EXERCISE TASK A:
Convert every line of the records that follow the workshop report below into a Markdown table with two columns, Row and Record Line, numbering each line and omitting blank lines. Omit the pictures from the table.

SELECTION:
An exceptional peer-to-peer learning and sharing workshop in New York
As more and more USA-based corporations embark on a journey to take their local supplier diversity efforts global, it is critical they understand the opportunities and challenges they face.
On 16 May, more than 70 supplier diversity professionals from Fortune 500 firms gathered in New York at a workshop organised by the Global Supplier Diversity Alliance (GSDA) and hosted by Accenture.
Speakers included Mayank Shah, Founder and CEO, MSDUK; Cassandra Dorrington, CEO, CAMSC; Terrence Clark, CEO and President, NYNJMSDC; Theresa Harrison, EY; Nedra Dickson, Accenture; and Will Holmes, GSK.
The key takeaways for those thinking of developing a global supplier diversity programme were:
- Do your research before deciding in which countries you want to start a programme. Context, history, culture, legislation and business climate differ between countries. To lay a strong foundation, it’s essential that you define a business case for each country
- Local leadership commitment, support and engagement are the most important factors in delivering a world-class programme
- Have a budget. Fund a full-time resource locally, invest in training local champions, budget for international travel and optimise resource utilisation by developing a regional strategy (EMEA, APAC etc)
- Try to go into countries that have advocacy networks like MSDUK, CAMSC and WeConnect. These provide excellent support to local teams
- Use forums like GSDA to connect with supplier diversity practitioners that have experience in running global programmes. This gives you access to best practice
- Make sure you have a clearly defined business case for starting a programme in any country
- Walk before you run!

EXERCISE TASK B:
Carry the report on the New York supplier diversity workshop forward, beginning after its final line.

DATA PROVIDED:
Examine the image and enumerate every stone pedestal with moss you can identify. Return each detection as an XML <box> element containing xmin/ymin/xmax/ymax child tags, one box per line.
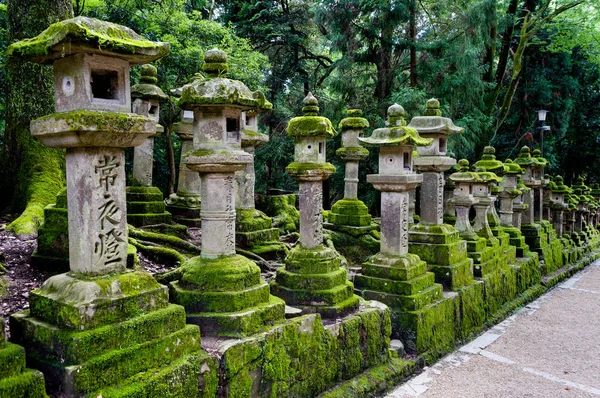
<box><xmin>235</xmin><ymin>112</ymin><xmax>287</xmax><ymax>258</ymax></box>
<box><xmin>9</xmin><ymin>17</ymin><xmax>212</xmax><ymax>397</ymax></box>
<box><xmin>31</xmin><ymin>188</ymin><xmax>69</xmax><ymax>272</ymax></box>
<box><xmin>325</xmin><ymin>109</ymin><xmax>379</xmax><ymax>266</ymax></box>
<box><xmin>127</xmin><ymin>65</ymin><xmax>171</xmax><ymax>227</ymax></box>
<box><xmin>271</xmin><ymin>93</ymin><xmax>359</xmax><ymax>318</ymax></box>
<box><xmin>515</xmin><ymin>146</ymin><xmax>562</xmax><ymax>273</ymax></box>
<box><xmin>408</xmin><ymin>99</ymin><xmax>473</xmax><ymax>290</ymax></box>
<box><xmin>354</xmin><ymin>104</ymin><xmax>455</xmax><ymax>355</ymax></box>
<box><xmin>0</xmin><ymin>318</ymin><xmax>48</xmax><ymax>398</ymax></box>
<box><xmin>170</xmin><ymin>49</ymin><xmax>285</xmax><ymax>337</ymax></box>
<box><xmin>166</xmin><ymin>108</ymin><xmax>202</xmax><ymax>228</ymax></box>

REPLY A:
| Row | Record Line |
|---|---|
| 1 | Examine the image and enumerate every stone pedestal with moss you can identify. Return each detection as an XML <box> element containing xmin/ymin/xmax/ymax child tags, one box per line. |
| 2 | <box><xmin>235</xmin><ymin>112</ymin><xmax>287</xmax><ymax>258</ymax></box> |
| 3 | <box><xmin>9</xmin><ymin>17</ymin><xmax>212</xmax><ymax>397</ymax></box> |
| 4 | <box><xmin>31</xmin><ymin>188</ymin><xmax>69</xmax><ymax>272</ymax></box> |
| 5 | <box><xmin>325</xmin><ymin>109</ymin><xmax>379</xmax><ymax>266</ymax></box> |
| 6 | <box><xmin>127</xmin><ymin>65</ymin><xmax>171</xmax><ymax>227</ymax></box> |
| 7 | <box><xmin>271</xmin><ymin>93</ymin><xmax>359</xmax><ymax>318</ymax></box> |
| 8 | <box><xmin>515</xmin><ymin>146</ymin><xmax>562</xmax><ymax>273</ymax></box> |
| 9 | <box><xmin>408</xmin><ymin>99</ymin><xmax>473</xmax><ymax>290</ymax></box> |
| 10 | <box><xmin>354</xmin><ymin>104</ymin><xmax>455</xmax><ymax>355</ymax></box> |
| 11 | <box><xmin>0</xmin><ymin>318</ymin><xmax>48</xmax><ymax>398</ymax></box> |
| 12 | <box><xmin>170</xmin><ymin>49</ymin><xmax>285</xmax><ymax>337</ymax></box> |
| 13 | <box><xmin>166</xmin><ymin>108</ymin><xmax>202</xmax><ymax>228</ymax></box> |

REPLY B:
The workshop ended on a high when three highly ambitious and inspirational minority business owners from the UK and USA shared their experiences of expanding their business globally. Sid Narang, CEO, The Squa.re, UK, Daniel Sung Park, CEO, Eclaro International, USA and Reshma Moorthy, President and CEO, Frontier Technology talked about their experiences, both good and bad, of going into new countries.
Tips for any minority business thinking of going global:
- Understand and respect cultural sensitivity. Every country has a distinctive business culture. Respecting difference is critical to success
- Patience is needed in abundance. If it takes a day to open a bank account in the US, it may take 60 days in the UK. If it takes only a week to start and register a company in one country, the same process may take six months somewhere else. Be prepared and have patience
- Leverage governmental (chambers of commerce, export departments, etc) and non-governmental (GSDA partners) to get access to local research and regulations. Grants are available for attending trade shows or going on official business delegations
- Use in-country supplier diversity advocacy networks to identify local minority business partners
- Always have a good lawyer ready to help you draw up contracts and agreements
- While choosing local business partners, take time to build trust before entering any legally binding contract
- Follow your clients – this makes your journey faster and profitable!
It was an insightful workshop that left attendees excited and inspired!
Find out more about GSDA on www.gsda.global .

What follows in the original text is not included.